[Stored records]
•••••
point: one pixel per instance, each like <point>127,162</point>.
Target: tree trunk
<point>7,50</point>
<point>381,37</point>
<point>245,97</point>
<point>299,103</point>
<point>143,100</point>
•••••
# Task to complete:
Having read the entries, repeat them all exactly.

# Result of the exercise:
point: one pixel per instance, each like <point>127,162</point>.
Target: tree trunk
<point>7,50</point>
<point>381,37</point>
<point>245,97</point>
<point>299,103</point>
<point>143,100</point>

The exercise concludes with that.